Point-per-instance localization data:
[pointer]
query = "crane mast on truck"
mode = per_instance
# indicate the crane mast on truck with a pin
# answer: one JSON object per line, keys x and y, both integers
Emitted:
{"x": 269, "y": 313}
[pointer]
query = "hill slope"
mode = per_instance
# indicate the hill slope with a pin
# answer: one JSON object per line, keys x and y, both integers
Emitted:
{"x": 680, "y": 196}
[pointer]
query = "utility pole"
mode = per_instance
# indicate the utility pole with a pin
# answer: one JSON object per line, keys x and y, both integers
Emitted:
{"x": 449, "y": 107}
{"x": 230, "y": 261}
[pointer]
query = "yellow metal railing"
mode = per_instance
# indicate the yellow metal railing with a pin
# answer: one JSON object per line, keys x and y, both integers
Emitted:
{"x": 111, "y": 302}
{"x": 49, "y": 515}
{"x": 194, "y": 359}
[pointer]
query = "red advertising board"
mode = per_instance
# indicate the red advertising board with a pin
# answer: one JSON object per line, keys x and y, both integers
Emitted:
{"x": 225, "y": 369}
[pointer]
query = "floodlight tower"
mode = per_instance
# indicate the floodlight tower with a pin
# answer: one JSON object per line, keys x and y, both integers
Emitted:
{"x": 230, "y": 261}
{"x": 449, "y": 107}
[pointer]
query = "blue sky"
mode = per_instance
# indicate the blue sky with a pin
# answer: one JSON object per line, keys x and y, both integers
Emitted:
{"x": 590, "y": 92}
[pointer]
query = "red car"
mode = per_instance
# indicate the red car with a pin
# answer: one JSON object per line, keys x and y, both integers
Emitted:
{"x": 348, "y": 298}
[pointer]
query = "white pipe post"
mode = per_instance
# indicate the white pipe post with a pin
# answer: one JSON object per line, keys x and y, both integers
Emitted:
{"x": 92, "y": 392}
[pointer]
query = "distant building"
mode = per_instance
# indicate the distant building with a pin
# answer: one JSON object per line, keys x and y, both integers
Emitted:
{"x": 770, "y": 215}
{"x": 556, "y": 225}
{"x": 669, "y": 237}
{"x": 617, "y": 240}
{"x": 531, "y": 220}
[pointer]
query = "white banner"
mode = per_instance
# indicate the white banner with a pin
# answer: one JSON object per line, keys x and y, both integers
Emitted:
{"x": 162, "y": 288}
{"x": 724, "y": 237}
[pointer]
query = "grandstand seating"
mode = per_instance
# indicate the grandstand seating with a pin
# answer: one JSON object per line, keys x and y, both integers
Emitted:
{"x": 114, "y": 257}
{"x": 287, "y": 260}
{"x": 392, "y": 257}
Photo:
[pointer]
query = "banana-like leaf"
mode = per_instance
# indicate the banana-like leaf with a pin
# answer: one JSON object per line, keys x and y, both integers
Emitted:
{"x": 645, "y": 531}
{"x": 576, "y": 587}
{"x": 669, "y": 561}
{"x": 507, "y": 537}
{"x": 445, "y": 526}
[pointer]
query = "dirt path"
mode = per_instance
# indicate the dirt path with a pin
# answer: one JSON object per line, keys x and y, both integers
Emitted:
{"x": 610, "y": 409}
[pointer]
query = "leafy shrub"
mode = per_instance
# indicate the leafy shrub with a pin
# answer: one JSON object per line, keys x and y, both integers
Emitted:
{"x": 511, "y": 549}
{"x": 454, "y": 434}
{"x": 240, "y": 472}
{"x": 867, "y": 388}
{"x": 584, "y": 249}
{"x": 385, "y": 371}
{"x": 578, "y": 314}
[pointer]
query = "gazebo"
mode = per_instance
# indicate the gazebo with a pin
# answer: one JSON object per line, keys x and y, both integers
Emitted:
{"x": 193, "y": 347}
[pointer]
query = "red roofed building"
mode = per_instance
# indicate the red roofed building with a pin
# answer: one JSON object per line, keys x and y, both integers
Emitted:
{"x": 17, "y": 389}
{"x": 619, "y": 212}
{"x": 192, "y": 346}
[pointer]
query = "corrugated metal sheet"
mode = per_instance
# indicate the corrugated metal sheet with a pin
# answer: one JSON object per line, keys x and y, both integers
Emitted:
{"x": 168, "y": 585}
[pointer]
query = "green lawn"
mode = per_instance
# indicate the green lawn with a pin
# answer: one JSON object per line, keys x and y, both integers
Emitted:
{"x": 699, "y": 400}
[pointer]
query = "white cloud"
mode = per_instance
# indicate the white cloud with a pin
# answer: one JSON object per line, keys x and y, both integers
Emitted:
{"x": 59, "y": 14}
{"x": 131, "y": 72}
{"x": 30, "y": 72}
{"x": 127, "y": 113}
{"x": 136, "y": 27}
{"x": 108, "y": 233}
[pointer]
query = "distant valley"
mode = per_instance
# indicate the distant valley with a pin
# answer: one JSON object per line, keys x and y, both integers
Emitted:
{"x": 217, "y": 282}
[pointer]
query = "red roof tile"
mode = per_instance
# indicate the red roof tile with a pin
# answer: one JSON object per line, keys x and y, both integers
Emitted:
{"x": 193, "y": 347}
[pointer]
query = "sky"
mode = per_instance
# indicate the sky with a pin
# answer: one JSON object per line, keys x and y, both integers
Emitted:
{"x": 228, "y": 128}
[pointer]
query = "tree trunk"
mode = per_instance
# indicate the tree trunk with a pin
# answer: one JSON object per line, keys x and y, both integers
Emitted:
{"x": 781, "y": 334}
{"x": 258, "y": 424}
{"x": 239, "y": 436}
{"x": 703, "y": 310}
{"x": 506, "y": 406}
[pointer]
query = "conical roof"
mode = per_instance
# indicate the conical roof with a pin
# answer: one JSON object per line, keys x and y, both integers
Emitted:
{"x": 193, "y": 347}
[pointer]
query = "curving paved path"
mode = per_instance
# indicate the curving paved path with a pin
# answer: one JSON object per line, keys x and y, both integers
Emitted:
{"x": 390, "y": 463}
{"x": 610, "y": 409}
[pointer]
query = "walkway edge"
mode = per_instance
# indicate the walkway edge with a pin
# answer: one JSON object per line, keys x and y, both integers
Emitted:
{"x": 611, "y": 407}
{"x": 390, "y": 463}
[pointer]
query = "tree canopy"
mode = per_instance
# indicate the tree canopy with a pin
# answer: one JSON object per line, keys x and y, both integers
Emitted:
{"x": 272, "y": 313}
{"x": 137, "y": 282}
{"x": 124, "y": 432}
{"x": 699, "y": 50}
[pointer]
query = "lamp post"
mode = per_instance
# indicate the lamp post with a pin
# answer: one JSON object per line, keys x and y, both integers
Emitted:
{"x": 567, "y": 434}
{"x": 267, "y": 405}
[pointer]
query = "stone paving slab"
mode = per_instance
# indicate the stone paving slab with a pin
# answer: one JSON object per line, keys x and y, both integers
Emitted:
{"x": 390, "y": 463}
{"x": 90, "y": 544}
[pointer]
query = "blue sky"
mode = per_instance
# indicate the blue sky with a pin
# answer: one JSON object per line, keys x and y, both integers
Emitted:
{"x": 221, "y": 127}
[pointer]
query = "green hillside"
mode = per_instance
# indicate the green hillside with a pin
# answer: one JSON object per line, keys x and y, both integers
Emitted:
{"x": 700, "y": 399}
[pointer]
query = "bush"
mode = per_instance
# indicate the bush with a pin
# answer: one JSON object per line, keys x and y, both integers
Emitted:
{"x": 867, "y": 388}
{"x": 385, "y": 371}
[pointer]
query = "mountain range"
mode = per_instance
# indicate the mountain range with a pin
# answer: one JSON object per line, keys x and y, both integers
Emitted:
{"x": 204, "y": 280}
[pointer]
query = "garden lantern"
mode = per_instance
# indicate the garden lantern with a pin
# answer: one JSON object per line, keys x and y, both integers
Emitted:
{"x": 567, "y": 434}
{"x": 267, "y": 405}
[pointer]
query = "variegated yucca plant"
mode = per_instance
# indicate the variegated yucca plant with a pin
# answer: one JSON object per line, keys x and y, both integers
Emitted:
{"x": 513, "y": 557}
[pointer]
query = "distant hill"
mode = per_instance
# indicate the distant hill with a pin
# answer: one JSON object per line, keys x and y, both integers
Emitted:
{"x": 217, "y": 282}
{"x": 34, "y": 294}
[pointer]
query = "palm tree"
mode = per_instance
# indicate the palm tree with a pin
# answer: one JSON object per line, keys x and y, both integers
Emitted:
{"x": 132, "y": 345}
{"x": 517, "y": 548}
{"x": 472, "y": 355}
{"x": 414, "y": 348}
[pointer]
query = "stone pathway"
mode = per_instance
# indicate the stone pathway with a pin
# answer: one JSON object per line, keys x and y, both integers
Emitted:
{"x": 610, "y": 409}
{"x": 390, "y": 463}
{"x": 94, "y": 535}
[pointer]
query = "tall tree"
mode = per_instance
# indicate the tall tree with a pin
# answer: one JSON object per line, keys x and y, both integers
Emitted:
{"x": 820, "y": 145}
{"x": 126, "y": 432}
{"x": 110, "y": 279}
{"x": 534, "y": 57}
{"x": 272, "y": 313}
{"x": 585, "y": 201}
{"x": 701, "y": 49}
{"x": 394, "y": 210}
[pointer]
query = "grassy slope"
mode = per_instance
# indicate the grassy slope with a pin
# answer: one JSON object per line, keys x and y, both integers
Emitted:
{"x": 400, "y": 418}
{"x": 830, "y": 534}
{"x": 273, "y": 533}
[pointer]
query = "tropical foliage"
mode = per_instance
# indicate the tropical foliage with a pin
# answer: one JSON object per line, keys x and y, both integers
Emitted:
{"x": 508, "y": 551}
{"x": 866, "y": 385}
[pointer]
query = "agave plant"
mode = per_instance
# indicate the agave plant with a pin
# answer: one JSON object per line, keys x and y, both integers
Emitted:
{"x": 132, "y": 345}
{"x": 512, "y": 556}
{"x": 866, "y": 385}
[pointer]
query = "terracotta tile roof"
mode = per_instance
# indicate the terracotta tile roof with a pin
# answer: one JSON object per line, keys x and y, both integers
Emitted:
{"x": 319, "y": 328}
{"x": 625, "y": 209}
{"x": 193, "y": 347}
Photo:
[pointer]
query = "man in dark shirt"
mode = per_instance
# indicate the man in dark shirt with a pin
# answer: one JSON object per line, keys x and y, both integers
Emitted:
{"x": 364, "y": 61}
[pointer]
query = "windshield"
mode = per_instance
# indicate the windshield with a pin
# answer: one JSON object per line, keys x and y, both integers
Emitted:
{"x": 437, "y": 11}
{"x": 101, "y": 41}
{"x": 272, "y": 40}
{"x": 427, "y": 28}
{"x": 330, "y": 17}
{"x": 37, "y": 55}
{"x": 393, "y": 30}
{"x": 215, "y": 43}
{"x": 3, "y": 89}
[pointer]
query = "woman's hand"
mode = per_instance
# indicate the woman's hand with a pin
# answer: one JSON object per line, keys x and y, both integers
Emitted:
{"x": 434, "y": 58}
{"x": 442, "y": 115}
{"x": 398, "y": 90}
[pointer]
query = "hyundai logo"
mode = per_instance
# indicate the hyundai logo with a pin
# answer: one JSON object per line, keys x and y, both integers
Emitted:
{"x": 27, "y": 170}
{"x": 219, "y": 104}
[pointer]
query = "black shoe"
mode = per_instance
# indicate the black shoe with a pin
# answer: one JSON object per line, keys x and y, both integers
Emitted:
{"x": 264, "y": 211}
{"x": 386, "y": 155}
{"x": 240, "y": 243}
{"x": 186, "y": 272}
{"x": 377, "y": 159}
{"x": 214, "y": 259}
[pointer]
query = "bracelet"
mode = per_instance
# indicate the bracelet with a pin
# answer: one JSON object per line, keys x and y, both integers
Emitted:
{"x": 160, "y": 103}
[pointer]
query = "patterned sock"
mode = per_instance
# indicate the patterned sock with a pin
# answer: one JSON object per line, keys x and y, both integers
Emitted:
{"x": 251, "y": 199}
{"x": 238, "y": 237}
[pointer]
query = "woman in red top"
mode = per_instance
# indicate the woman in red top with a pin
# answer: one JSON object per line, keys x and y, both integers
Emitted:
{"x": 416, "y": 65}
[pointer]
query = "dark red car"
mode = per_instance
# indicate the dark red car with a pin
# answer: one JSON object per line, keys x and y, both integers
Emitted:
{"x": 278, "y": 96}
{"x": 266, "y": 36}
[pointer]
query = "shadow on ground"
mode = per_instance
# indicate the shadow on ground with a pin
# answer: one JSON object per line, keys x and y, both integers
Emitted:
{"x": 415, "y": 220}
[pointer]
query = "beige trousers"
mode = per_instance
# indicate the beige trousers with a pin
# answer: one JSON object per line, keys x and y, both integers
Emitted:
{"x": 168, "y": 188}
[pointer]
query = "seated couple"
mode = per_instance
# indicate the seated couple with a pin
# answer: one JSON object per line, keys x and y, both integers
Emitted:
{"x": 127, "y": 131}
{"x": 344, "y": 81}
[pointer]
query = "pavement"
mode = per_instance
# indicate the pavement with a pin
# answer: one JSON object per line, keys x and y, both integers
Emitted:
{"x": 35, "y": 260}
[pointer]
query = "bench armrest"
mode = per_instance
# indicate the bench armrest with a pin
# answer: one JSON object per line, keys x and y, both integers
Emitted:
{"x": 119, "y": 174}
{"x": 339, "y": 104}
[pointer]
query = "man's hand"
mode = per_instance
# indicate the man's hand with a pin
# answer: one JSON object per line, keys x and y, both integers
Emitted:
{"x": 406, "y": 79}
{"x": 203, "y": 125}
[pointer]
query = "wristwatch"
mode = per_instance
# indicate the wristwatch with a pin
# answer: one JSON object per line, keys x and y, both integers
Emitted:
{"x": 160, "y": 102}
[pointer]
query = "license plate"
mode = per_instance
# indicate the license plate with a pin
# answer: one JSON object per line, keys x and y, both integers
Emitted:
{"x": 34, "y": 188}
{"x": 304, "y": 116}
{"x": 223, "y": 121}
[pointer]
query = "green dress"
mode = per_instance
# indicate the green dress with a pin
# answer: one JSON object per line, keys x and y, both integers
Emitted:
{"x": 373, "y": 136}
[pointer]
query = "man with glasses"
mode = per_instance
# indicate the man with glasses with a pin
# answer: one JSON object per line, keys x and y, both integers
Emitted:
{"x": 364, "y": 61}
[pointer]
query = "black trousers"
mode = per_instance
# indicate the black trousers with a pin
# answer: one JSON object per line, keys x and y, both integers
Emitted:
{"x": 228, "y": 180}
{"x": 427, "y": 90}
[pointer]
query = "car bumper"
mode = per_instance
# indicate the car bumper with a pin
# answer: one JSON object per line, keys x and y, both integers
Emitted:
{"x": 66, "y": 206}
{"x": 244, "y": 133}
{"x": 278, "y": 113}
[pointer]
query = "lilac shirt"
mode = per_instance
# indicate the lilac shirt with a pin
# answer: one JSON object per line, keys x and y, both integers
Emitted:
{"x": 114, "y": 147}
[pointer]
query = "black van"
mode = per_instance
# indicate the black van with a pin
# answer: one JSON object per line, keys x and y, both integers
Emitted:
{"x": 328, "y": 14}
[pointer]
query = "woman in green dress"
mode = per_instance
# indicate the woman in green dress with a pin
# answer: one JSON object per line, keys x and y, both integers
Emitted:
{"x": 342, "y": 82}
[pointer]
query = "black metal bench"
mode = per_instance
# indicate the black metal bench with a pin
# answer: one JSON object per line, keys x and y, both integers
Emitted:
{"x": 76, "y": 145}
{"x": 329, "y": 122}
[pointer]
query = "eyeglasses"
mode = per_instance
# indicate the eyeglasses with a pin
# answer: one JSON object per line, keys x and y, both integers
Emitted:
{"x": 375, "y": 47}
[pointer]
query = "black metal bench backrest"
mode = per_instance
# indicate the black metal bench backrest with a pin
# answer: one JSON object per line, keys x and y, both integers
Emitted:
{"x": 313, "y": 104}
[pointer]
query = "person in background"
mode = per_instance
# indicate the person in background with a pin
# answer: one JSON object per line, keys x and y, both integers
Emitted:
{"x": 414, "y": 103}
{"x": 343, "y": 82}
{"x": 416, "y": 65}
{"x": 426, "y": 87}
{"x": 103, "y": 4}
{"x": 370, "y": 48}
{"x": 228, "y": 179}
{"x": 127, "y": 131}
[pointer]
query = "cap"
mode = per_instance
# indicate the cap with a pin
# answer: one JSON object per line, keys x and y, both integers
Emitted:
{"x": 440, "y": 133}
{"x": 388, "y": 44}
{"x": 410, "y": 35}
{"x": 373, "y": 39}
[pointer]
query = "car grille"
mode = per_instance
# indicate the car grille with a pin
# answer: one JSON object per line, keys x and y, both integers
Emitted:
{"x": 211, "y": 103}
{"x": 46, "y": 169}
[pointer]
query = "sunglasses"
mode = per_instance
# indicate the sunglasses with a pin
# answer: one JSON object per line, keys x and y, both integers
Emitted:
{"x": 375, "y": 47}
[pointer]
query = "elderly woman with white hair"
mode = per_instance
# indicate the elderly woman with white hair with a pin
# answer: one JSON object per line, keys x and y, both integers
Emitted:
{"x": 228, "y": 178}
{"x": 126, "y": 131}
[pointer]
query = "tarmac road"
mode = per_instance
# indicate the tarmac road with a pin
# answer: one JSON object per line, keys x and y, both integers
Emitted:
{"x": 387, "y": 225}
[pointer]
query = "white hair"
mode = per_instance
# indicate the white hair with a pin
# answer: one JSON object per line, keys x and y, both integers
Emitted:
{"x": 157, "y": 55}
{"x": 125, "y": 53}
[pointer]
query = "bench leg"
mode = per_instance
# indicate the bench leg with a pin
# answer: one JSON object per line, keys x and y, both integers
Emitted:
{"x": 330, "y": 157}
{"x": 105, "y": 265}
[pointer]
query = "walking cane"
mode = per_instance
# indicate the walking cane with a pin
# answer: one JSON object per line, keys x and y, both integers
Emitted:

- _Problem requirements_:
Search the lines above for the string "hand" and copy each line that has it.

- _Problem solution_:
query = "woman's hand"
# indicate the woman's hand with a pin
query = "man's hand"
# indicate the man's hand with a pin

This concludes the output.